INSTRUCTION: Find every line in the items below that contains the string "tuft", and copy each of those lines. Case counts, so match uppercase and lowercase letters precisely.

-- DATA SHOWN start --

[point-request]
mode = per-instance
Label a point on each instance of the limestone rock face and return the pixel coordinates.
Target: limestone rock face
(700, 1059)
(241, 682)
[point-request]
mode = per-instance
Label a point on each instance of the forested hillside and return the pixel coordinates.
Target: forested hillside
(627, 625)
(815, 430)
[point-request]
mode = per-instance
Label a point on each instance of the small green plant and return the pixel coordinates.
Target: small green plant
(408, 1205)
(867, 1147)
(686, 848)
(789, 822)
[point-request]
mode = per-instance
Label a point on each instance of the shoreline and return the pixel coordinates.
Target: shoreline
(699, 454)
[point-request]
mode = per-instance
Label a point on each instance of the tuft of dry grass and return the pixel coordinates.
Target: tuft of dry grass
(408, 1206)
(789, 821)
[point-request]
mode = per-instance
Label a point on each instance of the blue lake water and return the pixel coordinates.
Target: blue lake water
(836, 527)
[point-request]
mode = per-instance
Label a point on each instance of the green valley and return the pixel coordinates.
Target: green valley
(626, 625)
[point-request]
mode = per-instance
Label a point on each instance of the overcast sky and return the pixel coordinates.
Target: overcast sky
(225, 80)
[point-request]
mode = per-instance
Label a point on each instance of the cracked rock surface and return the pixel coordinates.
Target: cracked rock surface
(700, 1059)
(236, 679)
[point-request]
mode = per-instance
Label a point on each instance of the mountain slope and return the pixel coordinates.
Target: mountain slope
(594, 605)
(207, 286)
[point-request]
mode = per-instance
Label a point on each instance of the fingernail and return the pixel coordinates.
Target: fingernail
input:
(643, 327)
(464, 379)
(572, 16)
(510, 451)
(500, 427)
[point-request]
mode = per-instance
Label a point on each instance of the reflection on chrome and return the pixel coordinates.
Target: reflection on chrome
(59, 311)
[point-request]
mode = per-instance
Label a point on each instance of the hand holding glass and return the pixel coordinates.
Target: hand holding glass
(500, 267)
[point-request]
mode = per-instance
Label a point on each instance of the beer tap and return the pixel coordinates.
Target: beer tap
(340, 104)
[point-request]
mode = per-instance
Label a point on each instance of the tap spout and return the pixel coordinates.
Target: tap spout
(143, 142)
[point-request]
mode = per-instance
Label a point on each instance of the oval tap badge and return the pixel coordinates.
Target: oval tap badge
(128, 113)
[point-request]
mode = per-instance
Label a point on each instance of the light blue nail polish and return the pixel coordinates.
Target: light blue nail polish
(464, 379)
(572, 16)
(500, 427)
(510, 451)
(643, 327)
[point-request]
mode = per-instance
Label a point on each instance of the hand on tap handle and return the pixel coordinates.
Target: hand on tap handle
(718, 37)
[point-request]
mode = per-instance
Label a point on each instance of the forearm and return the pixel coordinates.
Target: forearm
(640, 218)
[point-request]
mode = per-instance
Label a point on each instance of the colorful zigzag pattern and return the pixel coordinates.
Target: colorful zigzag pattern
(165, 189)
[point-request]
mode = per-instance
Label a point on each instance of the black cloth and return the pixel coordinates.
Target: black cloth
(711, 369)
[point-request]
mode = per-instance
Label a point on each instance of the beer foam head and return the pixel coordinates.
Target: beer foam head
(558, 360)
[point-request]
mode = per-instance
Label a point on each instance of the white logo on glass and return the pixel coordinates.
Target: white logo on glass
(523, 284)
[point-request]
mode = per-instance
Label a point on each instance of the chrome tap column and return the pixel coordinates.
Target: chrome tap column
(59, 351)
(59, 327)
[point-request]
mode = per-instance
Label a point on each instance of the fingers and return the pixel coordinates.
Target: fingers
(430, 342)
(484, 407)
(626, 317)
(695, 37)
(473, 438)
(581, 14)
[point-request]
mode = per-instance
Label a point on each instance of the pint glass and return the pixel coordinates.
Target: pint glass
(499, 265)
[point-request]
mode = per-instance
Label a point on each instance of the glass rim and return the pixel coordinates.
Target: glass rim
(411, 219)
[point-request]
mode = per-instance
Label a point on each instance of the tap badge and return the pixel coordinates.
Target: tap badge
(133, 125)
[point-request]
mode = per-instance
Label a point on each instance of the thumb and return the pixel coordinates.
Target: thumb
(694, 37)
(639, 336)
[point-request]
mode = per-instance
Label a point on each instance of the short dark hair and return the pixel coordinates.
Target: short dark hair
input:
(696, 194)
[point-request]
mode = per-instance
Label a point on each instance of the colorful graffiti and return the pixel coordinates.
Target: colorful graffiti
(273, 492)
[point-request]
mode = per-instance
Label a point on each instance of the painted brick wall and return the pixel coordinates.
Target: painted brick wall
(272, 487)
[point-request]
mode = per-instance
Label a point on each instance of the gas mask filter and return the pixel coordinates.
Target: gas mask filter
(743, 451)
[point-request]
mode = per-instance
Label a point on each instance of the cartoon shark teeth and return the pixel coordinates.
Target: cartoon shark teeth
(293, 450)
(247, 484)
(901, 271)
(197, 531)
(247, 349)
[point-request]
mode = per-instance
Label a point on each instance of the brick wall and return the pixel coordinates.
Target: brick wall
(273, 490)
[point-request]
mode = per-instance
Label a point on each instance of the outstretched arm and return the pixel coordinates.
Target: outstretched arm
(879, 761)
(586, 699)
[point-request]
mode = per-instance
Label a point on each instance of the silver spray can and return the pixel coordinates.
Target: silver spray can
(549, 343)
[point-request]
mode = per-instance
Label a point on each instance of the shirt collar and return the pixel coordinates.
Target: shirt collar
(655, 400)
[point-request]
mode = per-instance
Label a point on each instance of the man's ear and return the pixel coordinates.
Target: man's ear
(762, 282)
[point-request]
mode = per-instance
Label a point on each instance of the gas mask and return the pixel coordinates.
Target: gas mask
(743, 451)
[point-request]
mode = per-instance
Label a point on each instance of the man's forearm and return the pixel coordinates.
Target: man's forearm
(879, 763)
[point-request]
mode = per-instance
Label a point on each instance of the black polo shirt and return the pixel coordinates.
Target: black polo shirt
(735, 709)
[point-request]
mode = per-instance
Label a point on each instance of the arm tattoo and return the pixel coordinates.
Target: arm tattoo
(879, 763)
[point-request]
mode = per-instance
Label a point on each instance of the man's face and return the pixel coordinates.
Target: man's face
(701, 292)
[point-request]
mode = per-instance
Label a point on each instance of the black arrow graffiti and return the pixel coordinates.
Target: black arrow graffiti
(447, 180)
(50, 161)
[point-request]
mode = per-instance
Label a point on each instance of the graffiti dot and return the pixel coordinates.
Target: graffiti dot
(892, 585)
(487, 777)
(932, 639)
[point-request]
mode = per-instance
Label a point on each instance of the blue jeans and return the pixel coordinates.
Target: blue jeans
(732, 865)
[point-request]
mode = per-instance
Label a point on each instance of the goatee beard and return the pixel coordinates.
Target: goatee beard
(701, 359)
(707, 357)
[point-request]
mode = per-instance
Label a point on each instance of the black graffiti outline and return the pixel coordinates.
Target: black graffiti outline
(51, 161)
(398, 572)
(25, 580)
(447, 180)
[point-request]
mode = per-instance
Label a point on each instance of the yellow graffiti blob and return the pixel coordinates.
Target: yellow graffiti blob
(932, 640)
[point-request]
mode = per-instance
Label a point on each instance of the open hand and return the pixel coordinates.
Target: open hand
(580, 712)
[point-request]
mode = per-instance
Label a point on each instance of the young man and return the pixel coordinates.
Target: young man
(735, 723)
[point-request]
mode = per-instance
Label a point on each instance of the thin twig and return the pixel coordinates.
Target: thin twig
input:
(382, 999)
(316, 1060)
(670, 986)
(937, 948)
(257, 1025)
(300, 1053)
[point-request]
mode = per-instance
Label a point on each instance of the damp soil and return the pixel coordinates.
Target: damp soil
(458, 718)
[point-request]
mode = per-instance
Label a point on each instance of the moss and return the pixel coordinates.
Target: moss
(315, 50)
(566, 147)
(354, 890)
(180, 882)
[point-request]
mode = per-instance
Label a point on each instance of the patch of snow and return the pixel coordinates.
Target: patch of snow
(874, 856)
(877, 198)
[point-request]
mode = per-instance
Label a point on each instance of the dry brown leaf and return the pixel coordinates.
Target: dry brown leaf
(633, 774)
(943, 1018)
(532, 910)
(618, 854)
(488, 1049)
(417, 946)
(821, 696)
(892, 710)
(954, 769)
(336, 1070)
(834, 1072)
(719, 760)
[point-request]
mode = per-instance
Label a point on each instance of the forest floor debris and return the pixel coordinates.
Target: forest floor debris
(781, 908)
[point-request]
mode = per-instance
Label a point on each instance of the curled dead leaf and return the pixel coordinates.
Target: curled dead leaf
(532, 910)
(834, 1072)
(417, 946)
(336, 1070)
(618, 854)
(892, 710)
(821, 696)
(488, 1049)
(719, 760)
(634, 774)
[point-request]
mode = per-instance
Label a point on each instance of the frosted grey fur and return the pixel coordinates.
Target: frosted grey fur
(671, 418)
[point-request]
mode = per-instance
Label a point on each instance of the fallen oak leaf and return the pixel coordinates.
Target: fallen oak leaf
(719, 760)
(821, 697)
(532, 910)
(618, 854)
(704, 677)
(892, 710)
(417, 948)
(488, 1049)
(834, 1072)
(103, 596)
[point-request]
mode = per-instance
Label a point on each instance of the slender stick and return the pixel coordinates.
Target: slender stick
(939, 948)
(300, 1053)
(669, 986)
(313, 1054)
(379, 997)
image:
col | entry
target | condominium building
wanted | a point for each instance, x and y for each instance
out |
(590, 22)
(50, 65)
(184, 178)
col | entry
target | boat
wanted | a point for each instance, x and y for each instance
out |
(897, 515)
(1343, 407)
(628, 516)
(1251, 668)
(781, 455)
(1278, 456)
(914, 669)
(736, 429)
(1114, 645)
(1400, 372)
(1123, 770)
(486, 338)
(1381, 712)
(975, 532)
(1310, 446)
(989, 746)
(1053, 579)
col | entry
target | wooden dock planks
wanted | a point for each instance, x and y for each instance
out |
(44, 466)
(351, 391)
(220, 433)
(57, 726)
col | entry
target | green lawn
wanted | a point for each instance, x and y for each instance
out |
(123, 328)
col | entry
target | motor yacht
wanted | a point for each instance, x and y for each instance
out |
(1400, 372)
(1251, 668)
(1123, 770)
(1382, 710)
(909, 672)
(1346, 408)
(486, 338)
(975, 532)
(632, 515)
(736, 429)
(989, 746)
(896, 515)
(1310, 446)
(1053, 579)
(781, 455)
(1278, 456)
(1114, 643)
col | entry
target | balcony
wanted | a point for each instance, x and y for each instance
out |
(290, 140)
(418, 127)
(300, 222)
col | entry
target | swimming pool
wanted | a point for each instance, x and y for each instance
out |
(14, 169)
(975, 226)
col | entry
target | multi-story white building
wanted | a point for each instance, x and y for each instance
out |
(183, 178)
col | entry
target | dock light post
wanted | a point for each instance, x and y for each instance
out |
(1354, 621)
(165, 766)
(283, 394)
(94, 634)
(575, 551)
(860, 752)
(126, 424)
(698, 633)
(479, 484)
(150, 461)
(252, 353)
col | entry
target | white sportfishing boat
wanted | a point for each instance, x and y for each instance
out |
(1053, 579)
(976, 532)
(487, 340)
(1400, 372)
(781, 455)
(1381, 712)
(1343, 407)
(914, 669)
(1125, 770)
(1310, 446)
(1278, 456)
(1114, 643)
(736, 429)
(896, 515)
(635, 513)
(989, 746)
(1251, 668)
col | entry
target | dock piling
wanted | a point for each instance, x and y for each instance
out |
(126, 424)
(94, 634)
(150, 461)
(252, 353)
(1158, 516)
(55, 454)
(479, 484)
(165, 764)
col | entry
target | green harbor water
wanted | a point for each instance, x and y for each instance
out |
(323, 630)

-- DATA SHOWN end --

RESPONSE BELOW:
Label a point on each instance of the tuft of dry grass and return the pixel coordinates.
Target: tuft of dry grass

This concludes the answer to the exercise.